### Problem requirements
In every entry, change "small stone" to "pebble" and write the lines out again with nothing else altered. Leave the pictures out of your answer.

Bounding-box entries
+++
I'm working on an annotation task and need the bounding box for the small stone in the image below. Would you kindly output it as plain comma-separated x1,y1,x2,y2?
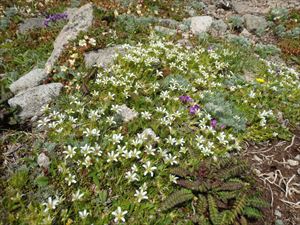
287,159,299,166
243,14,268,32
117,105,138,123
18,17,45,34
154,26,177,36
84,45,123,67
275,220,284,225
8,83,63,120
37,153,50,169
45,4,94,73
210,19,228,36
9,69,47,94
187,16,213,34
216,0,232,10
274,209,282,218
+++
### Output of the task
I'm working on an annotation task and need the bounding box for the pebble in the image below. Would you kindly output it as plain comma-separated x1,y1,x2,y2?
287,159,299,166
243,14,268,32
117,105,138,123
18,17,45,34
154,26,177,36
84,45,123,67
275,220,284,225
8,83,63,120
37,153,50,169
45,4,94,73
210,19,228,36
9,69,47,94
187,16,213,34
216,0,232,10
274,209,282,218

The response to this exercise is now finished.